Lines before the one containing "Note: annotate every instance of the wall column" are excluded; retype that line and all remaining lines of the material exactly.

[BEGIN Provided entries]

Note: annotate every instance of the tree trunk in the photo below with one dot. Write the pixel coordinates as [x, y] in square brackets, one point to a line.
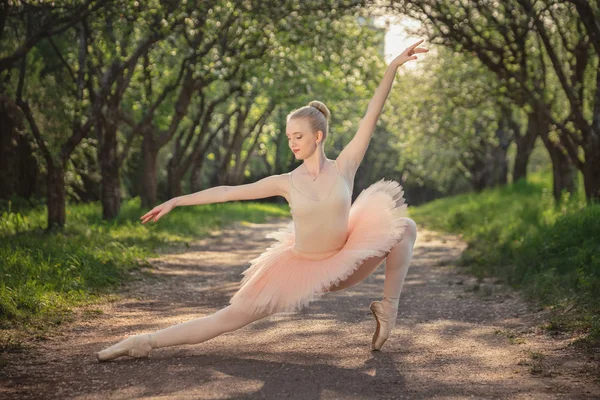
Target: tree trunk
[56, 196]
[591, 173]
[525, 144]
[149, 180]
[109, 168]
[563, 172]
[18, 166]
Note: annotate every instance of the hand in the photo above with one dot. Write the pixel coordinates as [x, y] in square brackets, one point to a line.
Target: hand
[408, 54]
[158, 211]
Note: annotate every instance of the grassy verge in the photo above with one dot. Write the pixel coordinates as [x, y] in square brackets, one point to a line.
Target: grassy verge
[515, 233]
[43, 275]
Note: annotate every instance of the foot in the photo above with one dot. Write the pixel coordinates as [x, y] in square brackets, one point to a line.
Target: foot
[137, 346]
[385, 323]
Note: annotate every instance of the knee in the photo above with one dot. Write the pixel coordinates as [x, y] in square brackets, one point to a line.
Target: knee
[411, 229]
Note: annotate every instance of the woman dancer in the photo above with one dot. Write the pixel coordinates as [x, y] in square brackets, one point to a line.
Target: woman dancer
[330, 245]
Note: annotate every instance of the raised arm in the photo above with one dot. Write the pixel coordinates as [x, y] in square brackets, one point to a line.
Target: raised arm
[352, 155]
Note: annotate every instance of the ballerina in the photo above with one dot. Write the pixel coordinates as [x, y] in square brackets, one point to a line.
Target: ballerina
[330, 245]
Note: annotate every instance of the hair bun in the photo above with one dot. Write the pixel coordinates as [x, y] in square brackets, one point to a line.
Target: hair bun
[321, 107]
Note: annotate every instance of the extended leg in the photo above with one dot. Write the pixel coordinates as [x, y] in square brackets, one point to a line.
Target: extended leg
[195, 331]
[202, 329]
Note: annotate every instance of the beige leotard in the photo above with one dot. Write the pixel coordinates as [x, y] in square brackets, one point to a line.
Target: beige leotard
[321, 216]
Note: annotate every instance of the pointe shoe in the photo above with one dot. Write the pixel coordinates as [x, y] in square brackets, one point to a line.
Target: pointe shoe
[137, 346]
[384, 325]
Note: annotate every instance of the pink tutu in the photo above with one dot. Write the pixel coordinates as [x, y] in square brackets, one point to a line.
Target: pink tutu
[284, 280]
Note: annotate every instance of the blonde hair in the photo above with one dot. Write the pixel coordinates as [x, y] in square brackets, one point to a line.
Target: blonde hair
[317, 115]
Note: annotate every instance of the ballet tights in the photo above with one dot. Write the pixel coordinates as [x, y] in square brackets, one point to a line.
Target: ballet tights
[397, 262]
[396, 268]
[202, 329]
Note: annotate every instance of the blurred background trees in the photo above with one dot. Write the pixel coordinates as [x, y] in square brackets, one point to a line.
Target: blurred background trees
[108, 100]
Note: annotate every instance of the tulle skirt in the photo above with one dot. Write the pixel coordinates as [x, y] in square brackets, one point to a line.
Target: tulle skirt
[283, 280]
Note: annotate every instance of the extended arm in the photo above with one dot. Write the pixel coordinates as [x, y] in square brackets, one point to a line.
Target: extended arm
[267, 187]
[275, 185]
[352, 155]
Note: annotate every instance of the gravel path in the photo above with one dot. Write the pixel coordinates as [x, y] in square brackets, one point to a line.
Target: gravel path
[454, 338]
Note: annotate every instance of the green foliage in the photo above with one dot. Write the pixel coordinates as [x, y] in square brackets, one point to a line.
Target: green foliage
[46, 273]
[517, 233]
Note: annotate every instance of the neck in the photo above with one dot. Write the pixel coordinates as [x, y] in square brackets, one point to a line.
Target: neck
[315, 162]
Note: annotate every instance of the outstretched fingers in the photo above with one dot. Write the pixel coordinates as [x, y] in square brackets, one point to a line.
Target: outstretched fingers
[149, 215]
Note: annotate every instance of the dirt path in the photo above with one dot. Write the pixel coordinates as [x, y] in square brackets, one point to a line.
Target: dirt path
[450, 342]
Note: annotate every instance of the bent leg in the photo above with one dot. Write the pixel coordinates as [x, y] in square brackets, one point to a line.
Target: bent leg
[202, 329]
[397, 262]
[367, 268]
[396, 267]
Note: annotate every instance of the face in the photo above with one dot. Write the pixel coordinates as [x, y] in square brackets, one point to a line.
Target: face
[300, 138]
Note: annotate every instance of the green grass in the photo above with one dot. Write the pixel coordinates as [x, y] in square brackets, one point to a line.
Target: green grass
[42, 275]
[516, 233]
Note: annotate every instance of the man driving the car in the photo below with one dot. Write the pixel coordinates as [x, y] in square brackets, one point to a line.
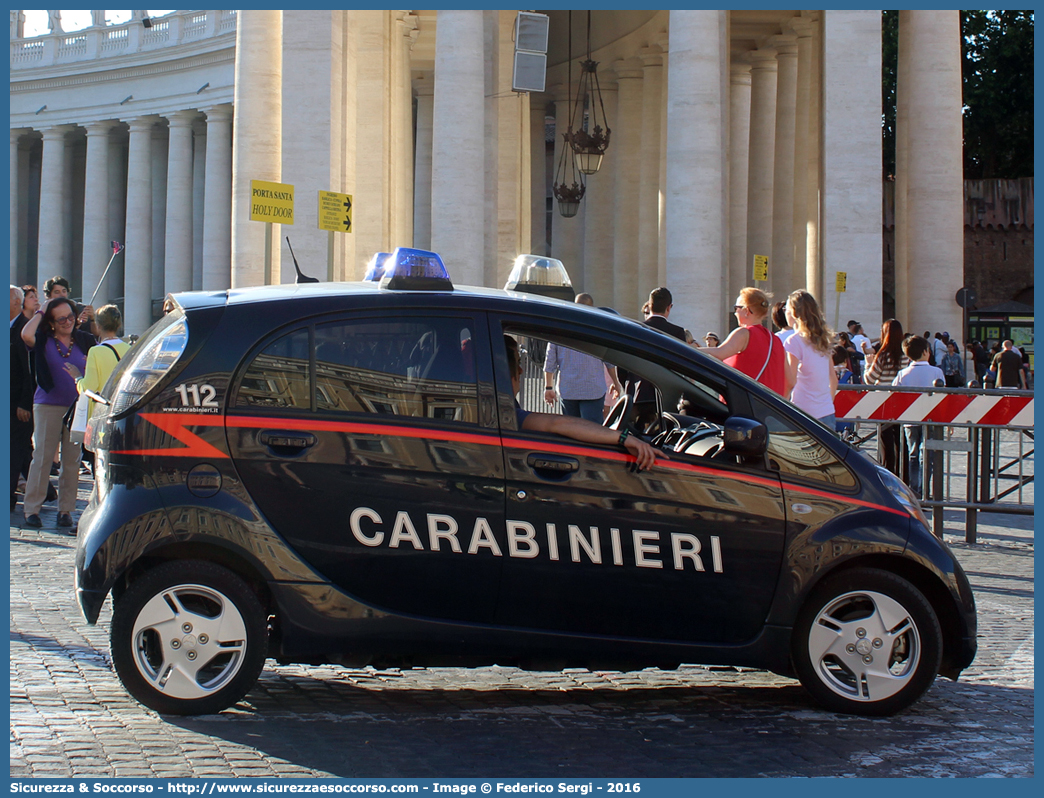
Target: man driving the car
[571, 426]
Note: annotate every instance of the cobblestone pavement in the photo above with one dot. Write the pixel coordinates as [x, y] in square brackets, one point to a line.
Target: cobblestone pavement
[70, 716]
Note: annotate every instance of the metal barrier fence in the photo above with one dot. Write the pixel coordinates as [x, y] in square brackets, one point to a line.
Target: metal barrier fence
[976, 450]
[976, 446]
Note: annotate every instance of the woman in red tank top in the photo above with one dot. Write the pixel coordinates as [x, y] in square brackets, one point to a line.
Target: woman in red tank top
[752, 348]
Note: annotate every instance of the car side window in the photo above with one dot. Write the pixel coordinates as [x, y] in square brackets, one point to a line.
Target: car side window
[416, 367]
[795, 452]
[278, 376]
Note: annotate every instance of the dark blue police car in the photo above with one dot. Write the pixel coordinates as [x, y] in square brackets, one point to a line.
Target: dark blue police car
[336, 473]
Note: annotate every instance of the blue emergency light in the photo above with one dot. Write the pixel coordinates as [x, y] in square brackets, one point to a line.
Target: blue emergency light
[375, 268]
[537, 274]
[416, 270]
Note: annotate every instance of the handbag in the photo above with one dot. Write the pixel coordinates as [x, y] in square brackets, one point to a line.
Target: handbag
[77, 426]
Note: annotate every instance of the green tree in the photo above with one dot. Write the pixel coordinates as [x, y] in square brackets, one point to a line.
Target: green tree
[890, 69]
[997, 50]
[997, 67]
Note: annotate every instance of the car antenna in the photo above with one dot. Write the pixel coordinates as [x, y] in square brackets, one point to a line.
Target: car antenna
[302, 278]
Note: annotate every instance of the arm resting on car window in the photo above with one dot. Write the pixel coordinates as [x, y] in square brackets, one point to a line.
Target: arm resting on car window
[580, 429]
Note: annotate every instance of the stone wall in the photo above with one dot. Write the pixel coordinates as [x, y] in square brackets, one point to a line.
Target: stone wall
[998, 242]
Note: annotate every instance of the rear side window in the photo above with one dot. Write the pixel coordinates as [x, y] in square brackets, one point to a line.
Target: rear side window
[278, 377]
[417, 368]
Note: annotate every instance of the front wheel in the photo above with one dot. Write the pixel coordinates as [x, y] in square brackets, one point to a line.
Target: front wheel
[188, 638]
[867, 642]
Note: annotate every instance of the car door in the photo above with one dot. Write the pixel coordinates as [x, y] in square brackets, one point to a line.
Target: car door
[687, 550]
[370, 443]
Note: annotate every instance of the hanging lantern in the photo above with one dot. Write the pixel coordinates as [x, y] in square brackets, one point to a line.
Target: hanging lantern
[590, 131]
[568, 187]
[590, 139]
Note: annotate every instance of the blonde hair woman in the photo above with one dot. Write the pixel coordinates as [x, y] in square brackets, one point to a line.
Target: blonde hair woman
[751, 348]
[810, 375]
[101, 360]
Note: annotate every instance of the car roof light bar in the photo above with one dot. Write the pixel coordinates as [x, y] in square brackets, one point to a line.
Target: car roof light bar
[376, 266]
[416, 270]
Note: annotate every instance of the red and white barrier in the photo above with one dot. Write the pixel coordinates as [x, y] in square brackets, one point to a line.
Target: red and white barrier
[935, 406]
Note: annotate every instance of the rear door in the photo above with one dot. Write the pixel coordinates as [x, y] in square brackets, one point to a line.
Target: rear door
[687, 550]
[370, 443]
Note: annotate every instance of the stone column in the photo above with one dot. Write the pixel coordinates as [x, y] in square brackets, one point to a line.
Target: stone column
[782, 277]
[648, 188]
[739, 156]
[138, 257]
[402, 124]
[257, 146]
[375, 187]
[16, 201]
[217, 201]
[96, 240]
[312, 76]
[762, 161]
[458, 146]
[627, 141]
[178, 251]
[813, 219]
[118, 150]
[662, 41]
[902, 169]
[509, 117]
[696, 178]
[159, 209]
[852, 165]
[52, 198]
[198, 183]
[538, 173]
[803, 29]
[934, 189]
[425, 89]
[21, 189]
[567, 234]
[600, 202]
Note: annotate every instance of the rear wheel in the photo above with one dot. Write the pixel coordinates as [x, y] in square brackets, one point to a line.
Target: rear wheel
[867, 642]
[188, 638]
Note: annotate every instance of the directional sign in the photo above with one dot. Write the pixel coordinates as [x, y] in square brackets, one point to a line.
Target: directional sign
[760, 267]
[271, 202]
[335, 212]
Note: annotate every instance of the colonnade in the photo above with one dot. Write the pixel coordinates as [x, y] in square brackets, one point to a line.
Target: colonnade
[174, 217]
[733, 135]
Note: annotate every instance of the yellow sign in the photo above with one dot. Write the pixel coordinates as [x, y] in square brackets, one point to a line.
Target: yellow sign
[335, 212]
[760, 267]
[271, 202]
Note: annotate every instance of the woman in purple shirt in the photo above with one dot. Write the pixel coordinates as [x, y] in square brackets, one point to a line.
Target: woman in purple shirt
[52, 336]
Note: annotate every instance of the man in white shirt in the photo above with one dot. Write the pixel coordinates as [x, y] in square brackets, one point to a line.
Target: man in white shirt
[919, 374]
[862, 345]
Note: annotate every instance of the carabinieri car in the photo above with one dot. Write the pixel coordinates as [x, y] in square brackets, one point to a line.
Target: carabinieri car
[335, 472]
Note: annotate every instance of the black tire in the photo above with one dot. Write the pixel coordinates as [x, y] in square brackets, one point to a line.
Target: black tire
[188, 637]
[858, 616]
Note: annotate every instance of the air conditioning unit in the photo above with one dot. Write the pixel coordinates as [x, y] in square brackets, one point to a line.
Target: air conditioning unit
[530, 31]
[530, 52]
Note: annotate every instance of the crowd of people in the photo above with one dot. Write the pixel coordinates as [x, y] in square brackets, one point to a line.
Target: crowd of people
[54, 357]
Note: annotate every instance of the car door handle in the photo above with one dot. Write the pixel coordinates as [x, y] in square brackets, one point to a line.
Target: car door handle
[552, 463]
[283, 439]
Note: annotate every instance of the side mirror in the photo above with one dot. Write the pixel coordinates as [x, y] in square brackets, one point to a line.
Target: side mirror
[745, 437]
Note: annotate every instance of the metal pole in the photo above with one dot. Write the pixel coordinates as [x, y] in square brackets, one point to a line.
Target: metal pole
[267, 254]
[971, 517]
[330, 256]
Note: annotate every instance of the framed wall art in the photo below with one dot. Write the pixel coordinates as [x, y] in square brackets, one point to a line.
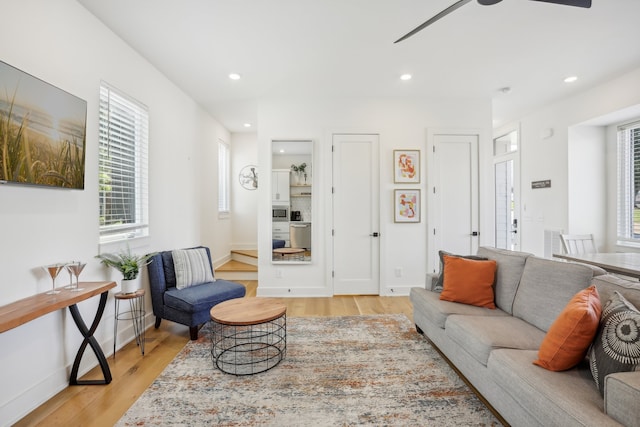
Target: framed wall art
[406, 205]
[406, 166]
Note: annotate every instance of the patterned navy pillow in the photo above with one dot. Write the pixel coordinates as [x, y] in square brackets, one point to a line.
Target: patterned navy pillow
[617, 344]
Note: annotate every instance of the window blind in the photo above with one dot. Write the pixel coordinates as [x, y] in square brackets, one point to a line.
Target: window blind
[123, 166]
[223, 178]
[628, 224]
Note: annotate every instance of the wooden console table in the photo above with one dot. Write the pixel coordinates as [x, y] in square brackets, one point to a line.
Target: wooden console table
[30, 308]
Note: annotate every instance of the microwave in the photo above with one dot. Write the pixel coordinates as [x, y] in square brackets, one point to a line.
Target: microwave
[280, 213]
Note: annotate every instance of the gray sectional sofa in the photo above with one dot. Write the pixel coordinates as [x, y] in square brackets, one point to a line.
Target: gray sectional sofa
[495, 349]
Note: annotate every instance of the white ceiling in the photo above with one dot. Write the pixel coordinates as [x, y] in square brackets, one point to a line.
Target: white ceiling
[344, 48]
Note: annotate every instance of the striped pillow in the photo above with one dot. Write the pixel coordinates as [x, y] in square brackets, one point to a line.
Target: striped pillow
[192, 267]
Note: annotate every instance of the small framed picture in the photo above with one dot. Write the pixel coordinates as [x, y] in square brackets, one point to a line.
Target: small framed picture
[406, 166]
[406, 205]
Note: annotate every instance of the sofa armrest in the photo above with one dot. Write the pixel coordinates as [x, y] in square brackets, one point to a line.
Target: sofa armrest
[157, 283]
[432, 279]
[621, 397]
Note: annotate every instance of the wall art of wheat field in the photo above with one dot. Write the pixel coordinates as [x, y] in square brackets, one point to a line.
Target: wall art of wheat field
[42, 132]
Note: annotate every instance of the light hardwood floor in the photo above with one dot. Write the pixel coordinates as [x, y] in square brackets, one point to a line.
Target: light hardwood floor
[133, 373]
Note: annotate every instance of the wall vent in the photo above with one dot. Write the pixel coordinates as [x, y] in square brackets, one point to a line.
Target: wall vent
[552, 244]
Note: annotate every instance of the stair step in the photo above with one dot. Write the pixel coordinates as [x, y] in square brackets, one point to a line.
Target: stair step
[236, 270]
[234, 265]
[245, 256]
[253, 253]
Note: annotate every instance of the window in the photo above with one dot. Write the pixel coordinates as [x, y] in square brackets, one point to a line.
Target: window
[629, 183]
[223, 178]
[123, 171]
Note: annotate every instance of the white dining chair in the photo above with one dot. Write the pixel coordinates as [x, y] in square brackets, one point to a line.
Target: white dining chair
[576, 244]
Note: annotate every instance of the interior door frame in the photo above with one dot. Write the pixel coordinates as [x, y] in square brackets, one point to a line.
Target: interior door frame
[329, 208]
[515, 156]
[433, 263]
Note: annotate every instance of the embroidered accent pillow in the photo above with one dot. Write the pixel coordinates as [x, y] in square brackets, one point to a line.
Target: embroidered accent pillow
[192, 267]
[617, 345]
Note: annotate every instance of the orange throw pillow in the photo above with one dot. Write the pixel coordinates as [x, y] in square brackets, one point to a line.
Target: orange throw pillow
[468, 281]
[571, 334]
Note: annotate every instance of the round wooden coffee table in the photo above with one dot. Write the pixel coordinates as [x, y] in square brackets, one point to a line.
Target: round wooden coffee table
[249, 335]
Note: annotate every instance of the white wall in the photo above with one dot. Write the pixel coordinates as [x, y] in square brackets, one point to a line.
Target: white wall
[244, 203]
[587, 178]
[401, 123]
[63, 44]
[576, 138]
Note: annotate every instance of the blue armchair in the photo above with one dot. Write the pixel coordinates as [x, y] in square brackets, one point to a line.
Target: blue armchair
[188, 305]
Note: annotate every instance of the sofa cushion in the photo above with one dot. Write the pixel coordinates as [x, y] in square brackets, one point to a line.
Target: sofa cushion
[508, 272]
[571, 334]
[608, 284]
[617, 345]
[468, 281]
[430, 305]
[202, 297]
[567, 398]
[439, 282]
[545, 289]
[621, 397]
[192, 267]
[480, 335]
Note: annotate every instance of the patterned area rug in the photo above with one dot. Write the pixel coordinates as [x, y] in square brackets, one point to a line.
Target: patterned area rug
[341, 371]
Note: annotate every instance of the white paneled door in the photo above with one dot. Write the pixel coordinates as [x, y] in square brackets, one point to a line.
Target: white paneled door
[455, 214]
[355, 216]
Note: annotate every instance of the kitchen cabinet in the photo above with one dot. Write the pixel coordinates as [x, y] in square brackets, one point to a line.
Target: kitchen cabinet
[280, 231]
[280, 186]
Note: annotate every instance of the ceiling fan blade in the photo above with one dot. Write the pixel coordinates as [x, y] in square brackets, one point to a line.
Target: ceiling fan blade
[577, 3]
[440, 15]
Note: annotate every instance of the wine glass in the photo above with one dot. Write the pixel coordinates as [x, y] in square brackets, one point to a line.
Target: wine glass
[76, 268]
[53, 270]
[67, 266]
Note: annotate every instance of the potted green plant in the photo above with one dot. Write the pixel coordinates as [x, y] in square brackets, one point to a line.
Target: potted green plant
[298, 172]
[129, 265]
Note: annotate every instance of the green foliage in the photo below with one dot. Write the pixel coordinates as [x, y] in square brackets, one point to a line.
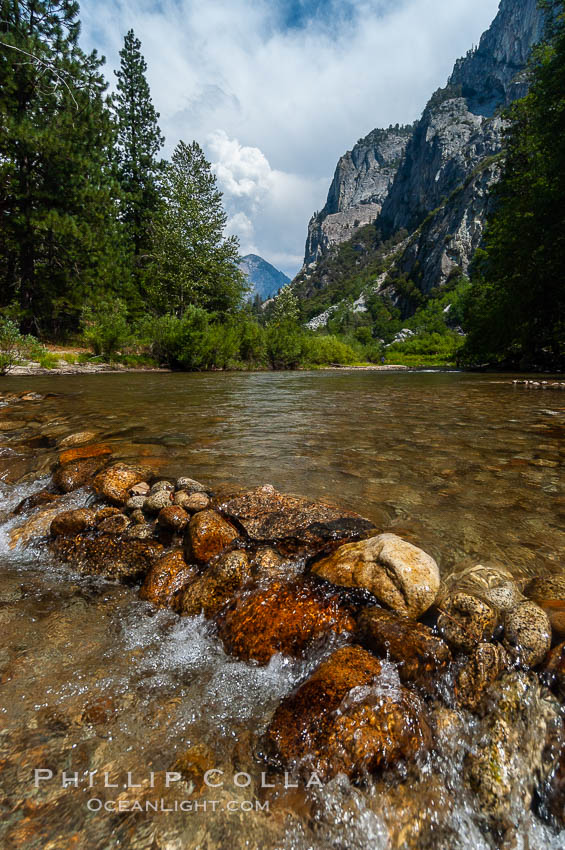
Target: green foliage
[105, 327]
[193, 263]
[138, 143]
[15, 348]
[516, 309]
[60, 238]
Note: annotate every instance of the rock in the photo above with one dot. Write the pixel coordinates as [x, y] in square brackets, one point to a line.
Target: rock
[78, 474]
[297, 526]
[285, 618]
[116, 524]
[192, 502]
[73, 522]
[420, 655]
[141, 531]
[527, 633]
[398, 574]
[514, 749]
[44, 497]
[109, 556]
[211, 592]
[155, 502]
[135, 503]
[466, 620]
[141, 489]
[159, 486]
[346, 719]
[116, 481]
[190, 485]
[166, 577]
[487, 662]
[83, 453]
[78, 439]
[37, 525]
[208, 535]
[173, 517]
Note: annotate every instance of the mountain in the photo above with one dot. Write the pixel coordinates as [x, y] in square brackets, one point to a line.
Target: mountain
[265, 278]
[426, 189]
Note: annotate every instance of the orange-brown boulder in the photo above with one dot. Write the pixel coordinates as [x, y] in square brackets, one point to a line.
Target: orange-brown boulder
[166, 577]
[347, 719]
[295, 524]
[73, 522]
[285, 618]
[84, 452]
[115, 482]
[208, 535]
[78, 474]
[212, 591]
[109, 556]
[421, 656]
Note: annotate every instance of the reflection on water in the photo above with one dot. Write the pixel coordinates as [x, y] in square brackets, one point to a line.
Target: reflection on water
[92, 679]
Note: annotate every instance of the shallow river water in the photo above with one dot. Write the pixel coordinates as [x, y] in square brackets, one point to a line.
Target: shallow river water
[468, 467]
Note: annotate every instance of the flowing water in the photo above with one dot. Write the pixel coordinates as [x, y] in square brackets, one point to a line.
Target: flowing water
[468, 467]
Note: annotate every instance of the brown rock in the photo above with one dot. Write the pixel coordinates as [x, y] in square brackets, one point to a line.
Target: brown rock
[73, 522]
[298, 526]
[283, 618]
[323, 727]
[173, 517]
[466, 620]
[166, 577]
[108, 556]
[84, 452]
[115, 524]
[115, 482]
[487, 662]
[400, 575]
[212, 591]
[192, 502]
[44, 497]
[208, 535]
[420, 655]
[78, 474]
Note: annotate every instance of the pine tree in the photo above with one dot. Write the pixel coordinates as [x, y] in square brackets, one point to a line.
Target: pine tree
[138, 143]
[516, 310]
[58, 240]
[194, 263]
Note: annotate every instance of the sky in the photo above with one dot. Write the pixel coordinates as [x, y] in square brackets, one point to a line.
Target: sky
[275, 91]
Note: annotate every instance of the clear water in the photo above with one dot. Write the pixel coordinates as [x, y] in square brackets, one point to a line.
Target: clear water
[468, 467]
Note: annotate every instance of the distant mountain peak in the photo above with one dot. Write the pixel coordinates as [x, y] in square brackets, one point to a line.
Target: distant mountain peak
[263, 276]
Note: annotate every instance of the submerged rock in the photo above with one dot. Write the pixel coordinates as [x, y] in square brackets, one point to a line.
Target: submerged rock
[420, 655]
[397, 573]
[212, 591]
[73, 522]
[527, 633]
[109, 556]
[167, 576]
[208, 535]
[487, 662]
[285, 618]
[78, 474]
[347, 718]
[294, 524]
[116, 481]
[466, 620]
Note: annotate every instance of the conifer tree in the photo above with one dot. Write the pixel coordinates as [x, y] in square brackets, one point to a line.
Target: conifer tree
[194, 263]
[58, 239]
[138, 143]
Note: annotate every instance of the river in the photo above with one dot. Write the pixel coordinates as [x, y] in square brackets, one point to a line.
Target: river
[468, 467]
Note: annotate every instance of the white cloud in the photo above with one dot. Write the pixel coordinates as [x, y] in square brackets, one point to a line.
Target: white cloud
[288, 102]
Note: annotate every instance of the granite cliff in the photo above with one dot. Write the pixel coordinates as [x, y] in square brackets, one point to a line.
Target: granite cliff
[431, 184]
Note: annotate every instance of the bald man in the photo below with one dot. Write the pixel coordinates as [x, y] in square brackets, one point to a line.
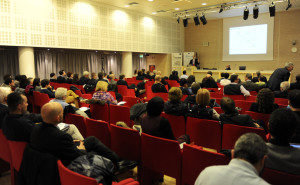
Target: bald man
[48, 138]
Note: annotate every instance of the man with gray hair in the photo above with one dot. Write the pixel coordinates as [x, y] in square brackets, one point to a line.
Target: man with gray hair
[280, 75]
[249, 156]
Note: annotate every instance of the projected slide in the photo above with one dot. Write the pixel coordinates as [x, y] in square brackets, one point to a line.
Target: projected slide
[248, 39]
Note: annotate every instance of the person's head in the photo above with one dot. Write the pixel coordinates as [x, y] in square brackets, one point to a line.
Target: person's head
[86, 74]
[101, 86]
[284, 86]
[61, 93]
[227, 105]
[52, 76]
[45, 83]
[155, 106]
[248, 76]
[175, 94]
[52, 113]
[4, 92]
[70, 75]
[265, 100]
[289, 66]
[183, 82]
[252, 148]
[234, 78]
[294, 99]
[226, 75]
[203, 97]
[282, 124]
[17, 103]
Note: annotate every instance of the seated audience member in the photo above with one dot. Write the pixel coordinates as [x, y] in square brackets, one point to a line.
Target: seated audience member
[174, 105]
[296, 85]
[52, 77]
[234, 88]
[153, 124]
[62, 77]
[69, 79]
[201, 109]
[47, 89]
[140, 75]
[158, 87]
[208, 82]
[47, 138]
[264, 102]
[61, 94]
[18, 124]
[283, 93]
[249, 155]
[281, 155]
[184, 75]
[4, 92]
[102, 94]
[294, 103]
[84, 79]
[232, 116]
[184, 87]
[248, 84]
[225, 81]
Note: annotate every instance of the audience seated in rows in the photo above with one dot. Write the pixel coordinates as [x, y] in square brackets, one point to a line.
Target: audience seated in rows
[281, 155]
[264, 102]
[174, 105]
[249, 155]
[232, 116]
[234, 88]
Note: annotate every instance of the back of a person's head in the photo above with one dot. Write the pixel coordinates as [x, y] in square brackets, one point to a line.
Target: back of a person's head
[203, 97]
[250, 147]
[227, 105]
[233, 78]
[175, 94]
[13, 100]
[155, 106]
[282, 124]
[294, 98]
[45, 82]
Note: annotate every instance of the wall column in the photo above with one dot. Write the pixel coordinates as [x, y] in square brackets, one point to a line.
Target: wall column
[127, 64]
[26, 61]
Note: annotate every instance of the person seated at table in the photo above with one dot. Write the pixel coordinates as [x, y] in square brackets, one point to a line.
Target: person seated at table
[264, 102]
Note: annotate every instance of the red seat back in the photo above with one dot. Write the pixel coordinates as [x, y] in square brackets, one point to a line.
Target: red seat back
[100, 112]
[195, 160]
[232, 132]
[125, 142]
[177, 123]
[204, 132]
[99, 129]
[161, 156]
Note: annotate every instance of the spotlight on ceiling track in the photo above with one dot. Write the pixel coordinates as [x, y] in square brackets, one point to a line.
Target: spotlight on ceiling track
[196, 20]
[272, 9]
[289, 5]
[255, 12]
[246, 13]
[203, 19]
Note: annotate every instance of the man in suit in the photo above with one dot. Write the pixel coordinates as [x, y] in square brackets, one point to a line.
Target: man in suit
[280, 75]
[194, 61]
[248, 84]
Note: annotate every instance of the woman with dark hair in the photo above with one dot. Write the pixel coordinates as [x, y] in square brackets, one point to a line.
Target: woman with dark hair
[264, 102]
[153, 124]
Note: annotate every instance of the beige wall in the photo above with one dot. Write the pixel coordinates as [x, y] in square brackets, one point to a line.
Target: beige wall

[END Provided entries]

**Output of the task**:
Note: annotate every instance of the wall column in the photo above with one dot. Write the pixel coordinates as [x, y] in square brackets, one point to a line.
Target: wall column
[127, 64]
[26, 61]
Note: annotate every instance of the person seated at table in the photo above with one dot. Write the pixel coordinates as [x, y] in square brackets, one point to a line.
Target: person seated at table
[264, 102]
Note: annotate every instance of the red seat back in the photo above with one dot. Write the pixel coordinates as [x, y] in square brackets, one point to a line.
Target: red seat back
[100, 112]
[195, 160]
[232, 132]
[125, 142]
[177, 123]
[204, 132]
[99, 129]
[161, 156]
Note: annotate every instance of the spotlight on ceiling track in the photo above with one dot. Write the pixel coordinates as [x, y] in square brackets, one point to a line.
Target: spotlight on ceiling track
[196, 20]
[272, 9]
[289, 5]
[255, 12]
[246, 13]
[203, 19]
Note: annotate every instance of the man in suit in the photo above with one dot. Write the pixel coordinates as [x, y] in square brackets, one point to a line.
Target: man in suit
[280, 75]
[194, 61]
[248, 84]
Note: annotate every instance of the woman with dark hair in the photo above with one dot. Write the pixel coordinates as [x, y] in square brackets, one point to a line.
Target: woman with dark hair
[264, 102]
[153, 124]
Note: annotate every instance of the beige wall in the photo above with one dot. Write the pixel coordinates as [x, y] in square brackets, one point to a line.
Target: beige wall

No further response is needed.